- [Exercise directions]
Return the data that follows, keeping every word and mark unchanged.
(Exercise data Opens)
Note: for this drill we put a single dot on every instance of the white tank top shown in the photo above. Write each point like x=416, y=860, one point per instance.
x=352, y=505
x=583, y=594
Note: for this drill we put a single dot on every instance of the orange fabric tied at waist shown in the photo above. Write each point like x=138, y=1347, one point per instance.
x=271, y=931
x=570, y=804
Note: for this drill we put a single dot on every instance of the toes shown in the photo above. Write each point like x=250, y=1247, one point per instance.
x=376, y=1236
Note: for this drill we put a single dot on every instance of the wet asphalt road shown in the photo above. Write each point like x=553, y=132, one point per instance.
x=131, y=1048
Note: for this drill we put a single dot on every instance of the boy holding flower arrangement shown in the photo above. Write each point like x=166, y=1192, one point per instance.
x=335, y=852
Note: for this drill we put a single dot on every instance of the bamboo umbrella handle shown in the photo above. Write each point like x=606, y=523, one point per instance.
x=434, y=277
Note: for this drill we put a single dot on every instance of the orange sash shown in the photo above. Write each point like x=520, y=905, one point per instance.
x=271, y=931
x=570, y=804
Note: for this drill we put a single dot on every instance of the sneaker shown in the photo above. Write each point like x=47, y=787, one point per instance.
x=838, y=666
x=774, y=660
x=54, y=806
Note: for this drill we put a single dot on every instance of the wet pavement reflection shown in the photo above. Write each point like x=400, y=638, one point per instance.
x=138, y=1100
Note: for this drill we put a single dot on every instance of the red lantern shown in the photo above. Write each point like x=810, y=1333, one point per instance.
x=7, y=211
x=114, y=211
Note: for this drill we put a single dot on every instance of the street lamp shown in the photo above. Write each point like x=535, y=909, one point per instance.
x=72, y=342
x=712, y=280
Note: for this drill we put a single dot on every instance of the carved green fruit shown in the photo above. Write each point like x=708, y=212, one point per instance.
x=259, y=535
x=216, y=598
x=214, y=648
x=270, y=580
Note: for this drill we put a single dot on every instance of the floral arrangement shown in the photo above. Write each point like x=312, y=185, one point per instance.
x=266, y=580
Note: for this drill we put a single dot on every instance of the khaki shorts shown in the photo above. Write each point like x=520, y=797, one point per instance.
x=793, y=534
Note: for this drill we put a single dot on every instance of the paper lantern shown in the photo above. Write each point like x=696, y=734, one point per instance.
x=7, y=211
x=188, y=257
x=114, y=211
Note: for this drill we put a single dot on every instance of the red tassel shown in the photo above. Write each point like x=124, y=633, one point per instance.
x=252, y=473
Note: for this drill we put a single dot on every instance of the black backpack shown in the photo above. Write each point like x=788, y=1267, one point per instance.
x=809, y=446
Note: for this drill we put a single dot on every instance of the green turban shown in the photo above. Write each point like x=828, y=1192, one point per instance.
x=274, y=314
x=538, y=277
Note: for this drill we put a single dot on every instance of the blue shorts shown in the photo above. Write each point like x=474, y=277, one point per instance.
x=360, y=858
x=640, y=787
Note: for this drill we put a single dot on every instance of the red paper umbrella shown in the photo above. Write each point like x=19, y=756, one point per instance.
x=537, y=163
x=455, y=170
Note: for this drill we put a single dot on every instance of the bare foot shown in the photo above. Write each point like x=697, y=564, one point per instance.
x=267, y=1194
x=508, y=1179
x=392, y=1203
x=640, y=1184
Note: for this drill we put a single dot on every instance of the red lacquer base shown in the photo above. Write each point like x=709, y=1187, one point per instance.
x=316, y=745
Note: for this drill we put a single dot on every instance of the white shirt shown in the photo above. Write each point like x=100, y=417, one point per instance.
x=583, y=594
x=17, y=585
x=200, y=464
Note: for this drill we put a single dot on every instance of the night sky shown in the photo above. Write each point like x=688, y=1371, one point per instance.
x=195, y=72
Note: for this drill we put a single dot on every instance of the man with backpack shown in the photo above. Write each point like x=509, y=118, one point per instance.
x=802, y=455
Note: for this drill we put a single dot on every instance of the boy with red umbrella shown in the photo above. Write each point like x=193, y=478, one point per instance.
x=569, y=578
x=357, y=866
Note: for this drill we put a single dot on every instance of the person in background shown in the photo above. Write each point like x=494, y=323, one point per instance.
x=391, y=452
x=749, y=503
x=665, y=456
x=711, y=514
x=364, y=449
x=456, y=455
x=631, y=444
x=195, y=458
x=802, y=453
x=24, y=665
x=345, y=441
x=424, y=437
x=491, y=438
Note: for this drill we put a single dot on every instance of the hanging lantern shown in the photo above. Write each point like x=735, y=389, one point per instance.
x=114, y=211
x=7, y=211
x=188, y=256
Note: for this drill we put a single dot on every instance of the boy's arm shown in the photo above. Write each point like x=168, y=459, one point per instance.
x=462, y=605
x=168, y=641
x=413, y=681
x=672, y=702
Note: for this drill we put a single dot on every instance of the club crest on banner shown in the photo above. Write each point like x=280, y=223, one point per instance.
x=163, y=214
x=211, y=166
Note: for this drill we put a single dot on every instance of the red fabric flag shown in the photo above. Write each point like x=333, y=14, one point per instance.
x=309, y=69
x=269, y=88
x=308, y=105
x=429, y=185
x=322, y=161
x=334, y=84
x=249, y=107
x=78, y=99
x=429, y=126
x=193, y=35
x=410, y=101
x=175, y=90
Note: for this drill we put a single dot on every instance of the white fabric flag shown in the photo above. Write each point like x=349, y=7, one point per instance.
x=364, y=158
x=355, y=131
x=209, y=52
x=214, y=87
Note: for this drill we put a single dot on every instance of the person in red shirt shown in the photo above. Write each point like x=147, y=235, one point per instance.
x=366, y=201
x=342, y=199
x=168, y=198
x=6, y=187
(Exercise data Closes)
- [Answer to this task]
Note: for this drill we put a single dot on every instance of the white tank top shown in the photo above. Write each point like x=416, y=860, one point per instance.
x=352, y=505
x=583, y=594
Note: for this drill we put a single dot on every instance of the orange fabric tied at waist shown in the photo above. Write each point like x=138, y=1347, one point per instance.
x=271, y=931
x=570, y=804
Note: for this drill we put a single dot on every instance of the toes shown in the photo above. Write each point like x=250, y=1247, one point per instance.
x=376, y=1236
Note: for this drill we put a single dot on every instance of the wet asphalt road shown in the photo above. Write each point like x=553, y=132, one point per instance.
x=131, y=1048
Note: for this drill we put a single dot on every instance of the boy holding flower arrangement shown in the photo above. Write each point like x=166, y=1192, one point per instance.
x=335, y=852
Note: for this drill we put a single dot on every instance of the bamboo umbrella handle shown in the photo above. Write each point like x=606, y=523, one point per instance.
x=434, y=277
Note: for this drill we put a single dot on every instance of the orange sash shown in the photo above. Write each point like x=520, y=905, one point per instance.
x=271, y=931
x=570, y=804
Note: for this drill we put a single dot on every instance of the sneaker shown in the photo above. Write each point like x=47, y=787, one point per instance.
x=838, y=666
x=774, y=660
x=54, y=806
Note: for this drill we put a single dot on every instance of the wet pavement reflection shown in the photo above. Write each point like x=400, y=638, one point per instance.
x=138, y=1100
Note: for this drill we put a single dot on every instance of the red lantern shown in the photo above. Write each point like x=810, y=1333, one point per instance.
x=7, y=211
x=114, y=211
Note: for this drill we put a single dot on every instance of the street lamp shown in the photo above. Write each point like x=535, y=909, one point per instance.
x=72, y=342
x=712, y=280
Note: for this drill we put a single dot on every instance of the carved green fruit shown in the photo above. Write each point like x=708, y=212, one point per instance.
x=259, y=535
x=216, y=598
x=214, y=648
x=270, y=580
Note: for this drill we put a single dot on every instance of the floral arrangement shown in the photo above. Write each point like x=312, y=185, one point per instance.
x=266, y=580
Note: for this drill we put a single dot on every instance of the khaki shorts shown in the photo above. Write each point like x=520, y=797, one point per instance.
x=793, y=534
Note: for this drill we put a single dot on every instance of the paper lantern shown in the photo above. Write each point like x=696, y=734, one point per instance.
x=7, y=211
x=188, y=257
x=114, y=211
Note: for this drill we put a single dot on every instance of the red tassel shown in the photo above. Write each point like x=124, y=633, one point per instance.
x=252, y=473
Note: for this drill we put a single dot on every instance of the black backpack shown in the photo above. Write each point like x=788, y=1267, one point per instance.
x=809, y=446
Note: for this drill we put a single dot on every instance of the green turban shown in the photo above. Write each point like x=828, y=1192, one point per instance.
x=274, y=314
x=538, y=277
Note: for this drill we put a single dot on every instance of the blue shorts shown in the photo above. Write each point like x=474, y=277, one point per instance.
x=360, y=858
x=640, y=787
Note: for this drill we put a single dot on every instance of the red paper umbrella shown in the photo above. Write each point like x=19, y=756, one point per instance.
x=537, y=163
x=455, y=170
Note: for this drill we put a single dot on every instance of the bare foot shown in the photo above. Write each point like x=697, y=564, one point per instance.
x=267, y=1194
x=508, y=1179
x=392, y=1203
x=640, y=1184
Note: for this drill we put a single dot on every instance of the red lacquer base shown in the photo above. Write each point like x=709, y=1187, one point per instance.
x=316, y=745
Note: for this drill we put a single dot on every instance of the white shirt shown in the photo above. Write each point like x=100, y=417, one point per instance.
x=583, y=594
x=17, y=585
x=200, y=464
Note: for this drill we put a single dot on every instance of the night sky shown in the photo above. Write each point like x=688, y=1371, one point per instance.
x=195, y=72
Note: for this drill we put a single dot on every instance of the man with backpack shown in the photo above. Write each point like x=509, y=118, one point per instance.
x=802, y=455
Note: for this drill we put a single dot on every instance of the boy with red umbrella shown in the photo above. Write each point like x=193, y=478, one point per instance.
x=569, y=578
x=357, y=866
Note: for this drill we put a single dot on every instance of the person in background shown in the photo above. Write each point like x=494, y=323, one point per instance.
x=391, y=452
x=749, y=503
x=665, y=456
x=711, y=514
x=364, y=449
x=456, y=455
x=631, y=444
x=195, y=458
x=802, y=453
x=24, y=665
x=345, y=441
x=424, y=437
x=491, y=438
Note: for this drill we put a single dot on every instance of the hanging lantern shown in the photo above. Write each point like x=735, y=389, one point per instance.
x=114, y=211
x=7, y=211
x=188, y=256
Note: for this drill we put a single dot on every instance of the boy's arm shown in the photo above. Write each point like x=168, y=459, one point per instance.
x=462, y=605
x=168, y=641
x=413, y=681
x=672, y=702
Note: for this drill we put a single dot on every instance of the club crest on banner shown in the photo above. Write each point like x=280, y=223, one point per instance.
x=163, y=214
x=211, y=166
Note: for this drill we put a single dot on every instance of the red fabric flag shown in the photo above. Write each point like x=333, y=14, one point per instance.
x=309, y=69
x=269, y=88
x=308, y=105
x=429, y=185
x=322, y=161
x=334, y=84
x=249, y=107
x=78, y=99
x=429, y=126
x=193, y=35
x=410, y=101
x=175, y=90
Note: for this drill we put a single dot on every instance of the white fabric flag shown in the photo above. Write each point like x=349, y=7, one point per instance.
x=364, y=158
x=355, y=131
x=209, y=52
x=214, y=87
Note: for this drill we put a single dot on every instance of the person in red shirt shown in the photo above. Write each point like x=147, y=235, one point per instance.
x=366, y=201
x=342, y=199
x=168, y=198
x=6, y=187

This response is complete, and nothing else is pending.